Work to be completed ▸ Gather each line in the entries that includes the string "target".

Region pointing data
------------
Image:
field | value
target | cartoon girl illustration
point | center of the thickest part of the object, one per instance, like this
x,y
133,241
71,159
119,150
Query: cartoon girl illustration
------------
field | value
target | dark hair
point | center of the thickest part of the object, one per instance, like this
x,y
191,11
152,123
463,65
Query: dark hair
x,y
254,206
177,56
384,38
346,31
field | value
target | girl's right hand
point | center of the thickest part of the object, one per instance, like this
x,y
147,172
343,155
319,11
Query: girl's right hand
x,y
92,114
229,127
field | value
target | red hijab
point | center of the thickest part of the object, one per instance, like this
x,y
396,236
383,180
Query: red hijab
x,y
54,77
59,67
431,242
------------
Output below ▸
target | cartoon girl illustration
target | dark hair
target | girl's right hand
target | red hijab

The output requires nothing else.